---- Document

What is an Absurdist film?
Absurdism, as outlined primarily in the works of Albert Camus, refers to the contradictory nature of human existence. This arises from the conflict between the human desire to find meaning in life, and the inability for humans to do so. Absurdism points to a meaningless, directionless universe, made more bleak by the futility of human endeavours that are doomed to be cut short by death. In Camus’ essay, The Myth of Sisyphus, he compares human existence to the figure of Greek mythology known as Sisyphus, who was forced to repeat the same task for all eternity: pushing a large boulder up a hill, only to have it roll back down once it had reached the top. While Camus ultimately concludes that Sisyphus must be happy in this trial, it is his conscious recognition of the futility of his life that gives rise to Absurdism. It is this moment in which consciousness recognizes the Absurd that Camus finds particularly illuminating:
“It happens that the stage sets collapse. Rising, street-car, four hours in the office or the factory, meal, street-car, four hours of work, meal, sleep, and Monday Tuesday Wednesday Thursday Friday and Saturday according to the same rhythm—this path is easily followed most of the time. But one day the ‘why’ arises and everything begins in that weariness tinged with amazement.”

--------

• **Problems to solve**:
#1 In the passage on absurdism, which figure from Greek mythology does Camus compare human existence to?
#2 Carry on the passage on absurdism from its last sentence.
The stored data that comes next is separate material, not part of the passage on absurdism.

---- Records supplied

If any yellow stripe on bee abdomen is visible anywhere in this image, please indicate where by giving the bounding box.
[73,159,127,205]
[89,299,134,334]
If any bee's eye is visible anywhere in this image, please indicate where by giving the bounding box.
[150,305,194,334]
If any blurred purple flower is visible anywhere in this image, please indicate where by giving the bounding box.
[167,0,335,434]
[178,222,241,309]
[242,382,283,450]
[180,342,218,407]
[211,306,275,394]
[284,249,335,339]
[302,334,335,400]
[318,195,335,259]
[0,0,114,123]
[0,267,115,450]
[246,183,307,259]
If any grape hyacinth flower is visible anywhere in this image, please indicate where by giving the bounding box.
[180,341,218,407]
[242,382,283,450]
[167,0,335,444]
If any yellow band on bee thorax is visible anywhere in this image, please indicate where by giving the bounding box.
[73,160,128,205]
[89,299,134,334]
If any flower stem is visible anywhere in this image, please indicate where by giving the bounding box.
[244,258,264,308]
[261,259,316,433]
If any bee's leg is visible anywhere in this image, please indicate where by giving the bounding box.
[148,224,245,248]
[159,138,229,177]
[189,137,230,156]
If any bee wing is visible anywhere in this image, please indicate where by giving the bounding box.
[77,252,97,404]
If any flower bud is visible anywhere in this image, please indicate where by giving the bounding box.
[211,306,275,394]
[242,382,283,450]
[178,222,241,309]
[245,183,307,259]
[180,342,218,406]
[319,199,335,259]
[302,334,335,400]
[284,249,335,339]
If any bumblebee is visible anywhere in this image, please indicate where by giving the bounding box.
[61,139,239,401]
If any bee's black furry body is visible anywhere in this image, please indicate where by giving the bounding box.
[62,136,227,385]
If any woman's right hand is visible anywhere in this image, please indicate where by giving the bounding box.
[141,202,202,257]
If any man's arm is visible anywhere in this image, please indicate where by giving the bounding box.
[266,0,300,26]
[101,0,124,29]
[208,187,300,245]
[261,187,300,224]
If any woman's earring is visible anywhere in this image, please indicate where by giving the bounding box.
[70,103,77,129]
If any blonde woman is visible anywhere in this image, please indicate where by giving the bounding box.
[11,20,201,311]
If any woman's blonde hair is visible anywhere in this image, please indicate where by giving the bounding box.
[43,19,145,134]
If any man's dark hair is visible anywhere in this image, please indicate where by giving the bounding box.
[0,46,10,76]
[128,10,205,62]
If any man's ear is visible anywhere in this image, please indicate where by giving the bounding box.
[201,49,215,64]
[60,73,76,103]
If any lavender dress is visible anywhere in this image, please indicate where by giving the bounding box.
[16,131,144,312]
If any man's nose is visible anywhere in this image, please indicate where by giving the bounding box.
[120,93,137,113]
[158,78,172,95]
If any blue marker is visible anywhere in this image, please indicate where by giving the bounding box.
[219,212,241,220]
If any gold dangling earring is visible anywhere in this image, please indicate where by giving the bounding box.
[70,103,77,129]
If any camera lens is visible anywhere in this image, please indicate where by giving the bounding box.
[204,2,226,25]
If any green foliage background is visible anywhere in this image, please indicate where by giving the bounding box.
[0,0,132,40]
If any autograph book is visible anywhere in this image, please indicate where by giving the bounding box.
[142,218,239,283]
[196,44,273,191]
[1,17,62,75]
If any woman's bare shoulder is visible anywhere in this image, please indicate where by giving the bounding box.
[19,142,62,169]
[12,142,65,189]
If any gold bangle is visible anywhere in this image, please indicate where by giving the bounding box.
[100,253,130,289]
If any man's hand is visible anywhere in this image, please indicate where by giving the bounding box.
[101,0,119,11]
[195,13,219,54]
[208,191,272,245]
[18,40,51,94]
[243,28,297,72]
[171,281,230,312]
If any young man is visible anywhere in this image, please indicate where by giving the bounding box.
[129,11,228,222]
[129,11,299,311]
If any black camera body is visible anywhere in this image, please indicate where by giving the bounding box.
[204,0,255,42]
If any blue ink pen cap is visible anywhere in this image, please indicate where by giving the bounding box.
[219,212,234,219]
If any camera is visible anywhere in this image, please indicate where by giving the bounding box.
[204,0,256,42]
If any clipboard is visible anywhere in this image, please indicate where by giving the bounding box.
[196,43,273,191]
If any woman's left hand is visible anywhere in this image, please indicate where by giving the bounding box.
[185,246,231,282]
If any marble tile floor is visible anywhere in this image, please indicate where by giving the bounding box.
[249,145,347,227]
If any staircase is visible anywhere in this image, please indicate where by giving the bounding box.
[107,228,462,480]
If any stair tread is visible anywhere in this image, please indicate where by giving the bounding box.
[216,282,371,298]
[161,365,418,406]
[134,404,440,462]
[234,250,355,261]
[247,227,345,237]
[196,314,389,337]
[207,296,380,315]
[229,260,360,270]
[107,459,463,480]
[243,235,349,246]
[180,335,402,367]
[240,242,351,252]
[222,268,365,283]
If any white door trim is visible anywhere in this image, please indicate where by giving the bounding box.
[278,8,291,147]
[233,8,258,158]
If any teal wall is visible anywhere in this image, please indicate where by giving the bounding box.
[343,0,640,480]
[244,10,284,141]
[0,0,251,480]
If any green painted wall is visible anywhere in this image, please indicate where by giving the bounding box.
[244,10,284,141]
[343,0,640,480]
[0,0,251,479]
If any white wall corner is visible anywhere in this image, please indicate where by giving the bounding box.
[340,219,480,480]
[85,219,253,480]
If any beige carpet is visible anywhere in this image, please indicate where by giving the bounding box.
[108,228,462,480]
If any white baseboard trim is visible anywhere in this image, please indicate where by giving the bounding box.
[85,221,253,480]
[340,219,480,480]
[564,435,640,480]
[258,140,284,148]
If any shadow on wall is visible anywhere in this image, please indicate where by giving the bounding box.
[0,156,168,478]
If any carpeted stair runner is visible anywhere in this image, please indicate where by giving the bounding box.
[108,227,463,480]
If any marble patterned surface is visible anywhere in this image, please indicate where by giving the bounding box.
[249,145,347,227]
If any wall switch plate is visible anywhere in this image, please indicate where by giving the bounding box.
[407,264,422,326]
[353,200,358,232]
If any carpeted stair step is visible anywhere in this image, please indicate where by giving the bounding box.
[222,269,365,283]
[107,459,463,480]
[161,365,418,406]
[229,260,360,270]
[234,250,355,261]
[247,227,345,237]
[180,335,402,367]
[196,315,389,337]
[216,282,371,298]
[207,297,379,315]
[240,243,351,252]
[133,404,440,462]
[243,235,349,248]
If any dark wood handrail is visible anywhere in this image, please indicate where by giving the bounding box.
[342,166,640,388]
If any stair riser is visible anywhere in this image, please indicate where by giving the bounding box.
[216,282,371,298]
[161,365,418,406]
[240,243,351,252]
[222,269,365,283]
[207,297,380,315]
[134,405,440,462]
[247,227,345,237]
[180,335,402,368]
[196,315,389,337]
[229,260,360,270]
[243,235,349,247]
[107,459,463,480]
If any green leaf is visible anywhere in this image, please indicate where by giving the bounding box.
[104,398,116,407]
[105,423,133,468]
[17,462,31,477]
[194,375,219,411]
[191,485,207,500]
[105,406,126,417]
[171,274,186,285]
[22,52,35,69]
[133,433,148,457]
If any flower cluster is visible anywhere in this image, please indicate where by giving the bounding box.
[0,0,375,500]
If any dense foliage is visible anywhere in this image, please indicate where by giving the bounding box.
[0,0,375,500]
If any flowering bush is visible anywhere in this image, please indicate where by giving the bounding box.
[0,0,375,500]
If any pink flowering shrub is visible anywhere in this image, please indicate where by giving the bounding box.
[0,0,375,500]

--------

• **The answers**:
#1 Sisyphus, who was forced to push a large boulder up a hill for all eternity.

#2
This process continues, giving rise to a sensation much like what Sartre refers to as an “existential crisis,” though Camus ultimately diverges with Sartre in his conclusions:
“Likewise and during every day of an unillustrious life, time carries us. But a moment always comes when we have to carry it…[Man] admits that he stands at a certain point on a curve that he acknowledges having to travel to its end. He belongs to time, and by the horror that seizes him, he recognizes his worst enemy. Tomorrow, he was longing for tomorrow, whereas everything in him ought to reject it. That revolt of the flesh is the absurd.”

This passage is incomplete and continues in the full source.